◆ What you should do ◆
Beginning at whichever line contains "of the blue", reproduce each line of the records below word for word, ending with the last, and add nothing.

-------

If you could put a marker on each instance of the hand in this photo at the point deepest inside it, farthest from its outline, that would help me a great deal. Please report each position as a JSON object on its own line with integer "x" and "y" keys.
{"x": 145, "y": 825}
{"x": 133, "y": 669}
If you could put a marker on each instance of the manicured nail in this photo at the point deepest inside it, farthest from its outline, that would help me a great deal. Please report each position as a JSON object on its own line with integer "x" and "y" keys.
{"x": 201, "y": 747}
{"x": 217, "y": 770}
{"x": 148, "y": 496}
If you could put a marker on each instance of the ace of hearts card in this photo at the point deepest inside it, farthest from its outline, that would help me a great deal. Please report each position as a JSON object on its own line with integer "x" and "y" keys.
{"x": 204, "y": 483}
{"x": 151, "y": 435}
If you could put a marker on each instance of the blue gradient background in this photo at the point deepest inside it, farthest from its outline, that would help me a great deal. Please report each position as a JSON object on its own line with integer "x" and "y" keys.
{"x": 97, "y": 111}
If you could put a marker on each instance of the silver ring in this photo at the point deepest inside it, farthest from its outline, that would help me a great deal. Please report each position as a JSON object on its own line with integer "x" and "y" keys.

-------

◆ Result ◆
If you could put a marker on each instance of the blue gradient background in this photo at the point deepest inside it, farthest from its outline, that would help me a great deal. Please report each position as a JSON object on its own line with integer "x" and "y" keys.
{"x": 97, "y": 111}
If you could put a marker on each instance of the silver ring in this photo at the point deepest inside it, farthest from its outline, that would help me a great deal. Please report each position as a JSON object on its own line with integer "x" and "y" keys.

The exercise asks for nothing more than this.